**What you have to do:** With the pictures set aside, reproduce each entry precisely as it reads.
··· Data shown
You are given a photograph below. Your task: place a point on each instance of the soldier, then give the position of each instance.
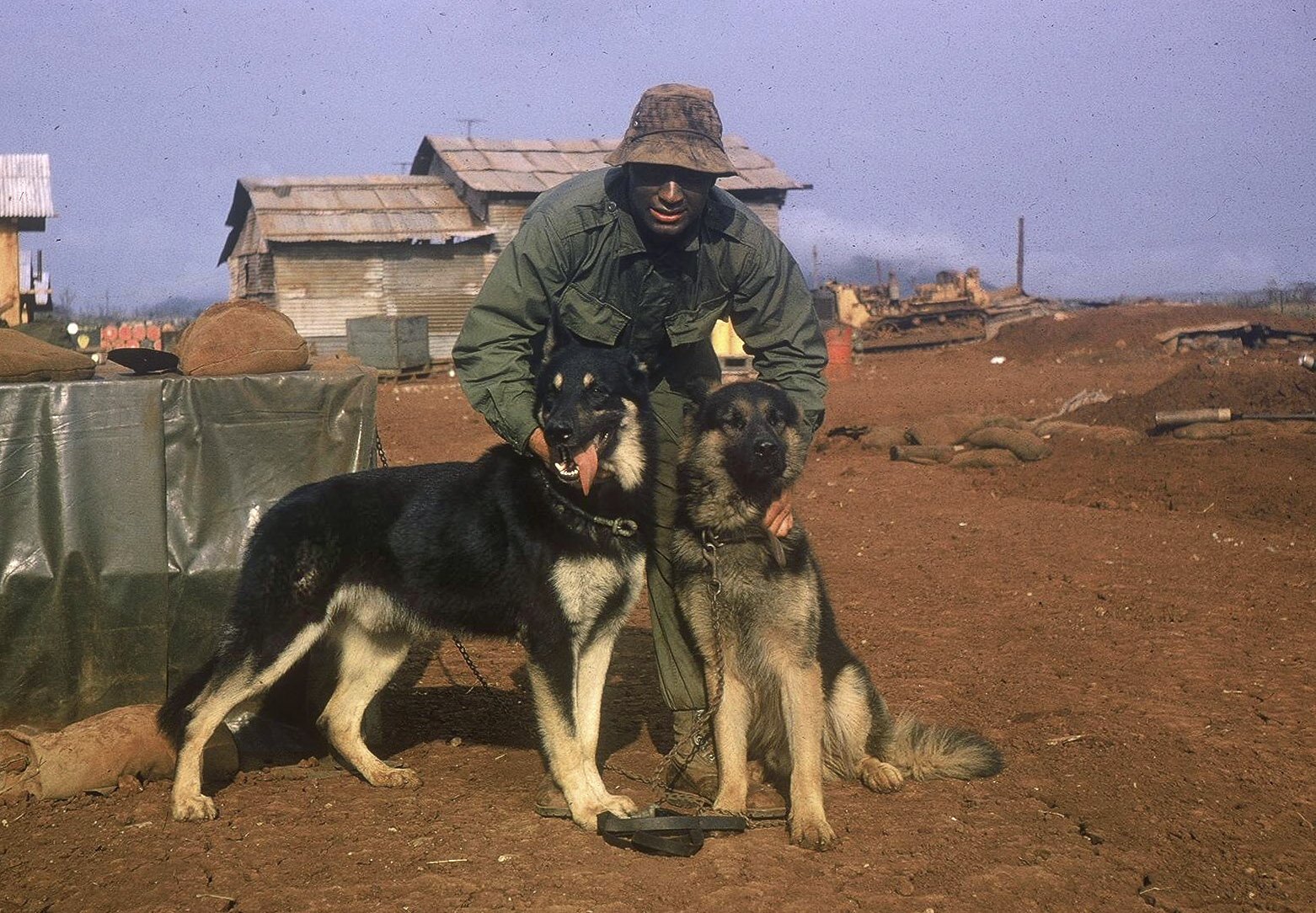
(649, 254)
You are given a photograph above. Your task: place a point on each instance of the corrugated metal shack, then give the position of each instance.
(500, 178)
(25, 204)
(327, 248)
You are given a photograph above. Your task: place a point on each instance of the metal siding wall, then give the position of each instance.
(505, 217)
(320, 286)
(438, 282)
(770, 213)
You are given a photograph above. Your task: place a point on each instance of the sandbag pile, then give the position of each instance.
(1241, 428)
(25, 360)
(241, 337)
(973, 441)
(112, 750)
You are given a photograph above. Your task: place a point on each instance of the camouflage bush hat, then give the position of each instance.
(676, 124)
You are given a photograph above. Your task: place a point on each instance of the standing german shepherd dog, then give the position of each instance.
(501, 546)
(793, 693)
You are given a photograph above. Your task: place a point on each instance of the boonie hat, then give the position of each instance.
(676, 124)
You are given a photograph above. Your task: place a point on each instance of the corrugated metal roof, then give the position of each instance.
(25, 186)
(357, 210)
(531, 166)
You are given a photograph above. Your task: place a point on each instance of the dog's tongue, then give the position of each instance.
(587, 461)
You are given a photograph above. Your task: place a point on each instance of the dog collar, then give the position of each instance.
(623, 528)
(714, 541)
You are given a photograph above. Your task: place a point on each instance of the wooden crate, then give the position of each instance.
(390, 344)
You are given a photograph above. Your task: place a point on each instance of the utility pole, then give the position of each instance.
(1019, 261)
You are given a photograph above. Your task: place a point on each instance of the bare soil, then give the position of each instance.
(1132, 624)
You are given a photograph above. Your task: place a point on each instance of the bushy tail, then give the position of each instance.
(174, 716)
(931, 751)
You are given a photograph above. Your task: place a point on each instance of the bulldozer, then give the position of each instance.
(952, 309)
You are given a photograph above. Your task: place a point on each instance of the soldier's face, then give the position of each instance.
(667, 201)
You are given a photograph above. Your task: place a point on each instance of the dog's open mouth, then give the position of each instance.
(582, 466)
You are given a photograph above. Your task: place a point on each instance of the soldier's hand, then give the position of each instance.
(781, 517)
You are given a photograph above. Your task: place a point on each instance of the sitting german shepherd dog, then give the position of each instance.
(501, 546)
(793, 693)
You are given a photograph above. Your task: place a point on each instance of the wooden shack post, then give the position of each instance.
(9, 309)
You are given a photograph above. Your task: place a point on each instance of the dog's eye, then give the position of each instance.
(732, 419)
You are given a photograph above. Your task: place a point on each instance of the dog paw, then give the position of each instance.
(812, 835)
(194, 808)
(880, 777)
(586, 814)
(620, 805)
(393, 777)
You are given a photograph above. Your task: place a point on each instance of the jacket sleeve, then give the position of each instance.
(773, 313)
(505, 330)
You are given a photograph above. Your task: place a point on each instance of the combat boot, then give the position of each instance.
(693, 767)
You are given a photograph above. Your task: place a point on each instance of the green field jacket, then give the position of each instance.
(580, 254)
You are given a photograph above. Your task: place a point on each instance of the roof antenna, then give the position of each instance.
(468, 123)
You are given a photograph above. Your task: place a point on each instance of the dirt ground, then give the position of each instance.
(1132, 622)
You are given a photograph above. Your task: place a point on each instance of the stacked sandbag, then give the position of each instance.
(970, 441)
(1241, 428)
(241, 337)
(25, 360)
(1056, 428)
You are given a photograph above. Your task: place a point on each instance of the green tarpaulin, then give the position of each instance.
(124, 507)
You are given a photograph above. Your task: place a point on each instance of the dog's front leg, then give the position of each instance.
(591, 675)
(730, 739)
(573, 767)
(802, 712)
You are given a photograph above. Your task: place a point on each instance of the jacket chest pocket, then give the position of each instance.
(697, 324)
(590, 318)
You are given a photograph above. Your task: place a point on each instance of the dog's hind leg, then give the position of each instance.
(853, 711)
(366, 662)
(234, 681)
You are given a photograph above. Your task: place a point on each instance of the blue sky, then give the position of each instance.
(1153, 147)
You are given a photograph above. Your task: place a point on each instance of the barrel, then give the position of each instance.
(840, 353)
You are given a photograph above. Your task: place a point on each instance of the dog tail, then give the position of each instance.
(174, 713)
(931, 751)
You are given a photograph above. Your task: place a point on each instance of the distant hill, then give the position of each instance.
(174, 307)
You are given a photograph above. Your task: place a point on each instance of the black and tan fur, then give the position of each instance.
(501, 546)
(793, 695)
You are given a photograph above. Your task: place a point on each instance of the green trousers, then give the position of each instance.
(681, 674)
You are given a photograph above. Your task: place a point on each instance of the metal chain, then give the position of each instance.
(693, 741)
(382, 458)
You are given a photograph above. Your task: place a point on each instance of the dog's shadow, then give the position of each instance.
(416, 713)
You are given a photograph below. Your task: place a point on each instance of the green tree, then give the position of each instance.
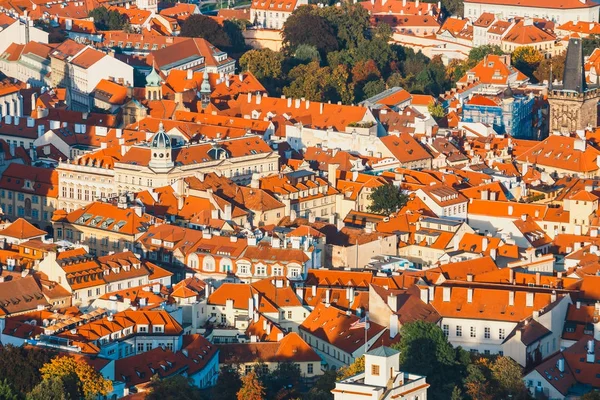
······
**Solved problem:**
You are given a photograph below. Your task: place a point on each instance of the soldier, then give the position of each instance.
(649, 254)
You are given a photograph above. Your task: place a point on each instance of the corrugated metal shack, then give the position of each instance.
(500, 178)
(25, 204)
(327, 248)
You are given a photograph above. Your task: place a point on each instance of the metal siding wall, then give the position of each instance.
(505, 217)
(320, 286)
(438, 282)
(770, 213)
You are given a photograph above. Your task: place a point on each instance of the sandbag pile, then give the position of each instance.
(1241, 428)
(25, 360)
(241, 337)
(973, 441)
(112, 750)
You are given a photograph above. Your task: place a point on each instance of the camouflage bush hat, then give the position of each instance.
(676, 124)
You are given a photograph above. Your task: place a point on each instance of the standing german shepherd dog, then give the position of each instance.
(501, 546)
(793, 693)
You are given a photograph above. Your task: place a point on each instance of the boonie hat, then give the position of each instance.
(676, 124)
You are given a photograph above. Your task: place a point on each instance of the corrugated metal roof, then give the position of each instance.
(25, 186)
(357, 210)
(531, 166)
You are given a photograph above. Your task: place a point on each instance of the dog's tongue, then give the position of each instance.
(587, 461)
You are given a photograph above. Your task: place a point on each instance of the dog collar, then give the position of each instance.
(623, 528)
(714, 541)
You are given a photograph above. Your task: place a point on each instance of the wooden crate, then give the position of each instance.
(390, 344)
You are given a photograph above. Your task: place a point on each instance of the utility pole, then give the position of each instance.
(1019, 261)
You are given a photograph above. Your task: place a point on each instance of the bare soil, then give the position of each instance.
(1132, 624)
You are given a photograph above. Your task: place a point on each instance of the bushy tail, then give the position of each instance.
(174, 716)
(931, 751)
You are given a photograph above. Your task: place a point on each instance of the bulldozer, then give the position of each instance.
(952, 309)
You are given a photograph above. Your task: place a point on each instance of the soldier's face, then give the position of each instance.
(667, 201)
You are given a photograph above. Your task: place a point on each instance of the dog's open mouth, then give the position of each instance.
(582, 466)
You are given a photograph above. Your task: place a point on each instance of the soldier's hand, then give the position of each instance.
(781, 517)
You are given a photograph above. Your task: place a point on each instance of the sitting german shepherd dog, then give the position of each instance.
(501, 546)
(793, 693)
You are given a photograph above. Your task: place a point on each instance of the wooden shack post, then give the position of each instance.
(9, 309)
You are given a photograph above. Your task: place a point on each instance of the dog's eye, then give the position of each instance.
(732, 419)
You are given a photograph above. Your task: place a point on each instance of the dog paw, then give the position of each instance.
(812, 835)
(194, 808)
(880, 777)
(586, 814)
(620, 805)
(393, 777)
You are given a photograph above. Your task: place a point on each instance of the jacket sleeve, then give the position of each instance.
(773, 313)
(505, 330)
You are given a photograph above. Your task: place a point on each instance of the combat boot, then give the position of each instance.
(693, 767)
You are given a photograph above. Your task: place a point on each instance of the green field jacket, then give the position of each instance.
(580, 254)
You are given a photograph above. Your task: place a point on each instance of the roof antenna, then give the position of each instance.
(468, 123)
You are given a photograph above. Your task: place a point on each instance of the dirt ground, then give the position of each instance.
(1132, 622)
You are given a photograph above. Your task: place a point on each instance of the stacked sandbag, then give the position of each instance.
(970, 441)
(1241, 428)
(241, 337)
(25, 360)
(1056, 428)
You are given a photograph above. Your task: place a point on each instance of the green tarpaulin, then give the position of each instance.
(124, 507)
You are given a photograph above. Your task: place a point on each instance of the dog's front leg, then give the position of each instance.
(591, 675)
(730, 739)
(573, 767)
(802, 712)
You are given a photograph above. Your task: place a point on each instance of the jacket chest pocket, then give the position of each instance.
(697, 324)
(590, 318)
You are given a photograph above. Your task: place a point on each instance of the dog's hind leg, then give the position of each instance.
(853, 711)
(366, 662)
(234, 681)
You are given a photograph above. Your task: place a point on each instance of the blue sky, then give the position of each instance.
(1153, 147)
You are given a photograph above. Your task: place a point on each instance of the barrel, then give the position of each instance.
(840, 353)
You are given a photograph above. Your task: place a point on each instance of the dog tail, then give the position of each instance.
(174, 713)
(931, 751)
You are given a photograph above. Your task: place a point on each instance of the distant hill, then give the position of each instance.
(174, 307)
You are given a photograph above. Your task: place a point on each instance of the black and tan fur, then give the position of each instance.
(501, 546)
(793, 695)
You are given a photograph above. Your task: place a point on each instance of the green trousers, then give the position of each instance.
(681, 674)
You are given a photograph above. Your task: place a point on each instance of the metal chain, then give the position of each instance.
(693, 741)
(382, 458)
You are given a photograph above. Your task: place a point on each instance of the dog's shadow, then give the position of each instance.
(416, 713)
You are given a photograph below. Your task: place a point on each instance of the green tree, then give the position of each instance.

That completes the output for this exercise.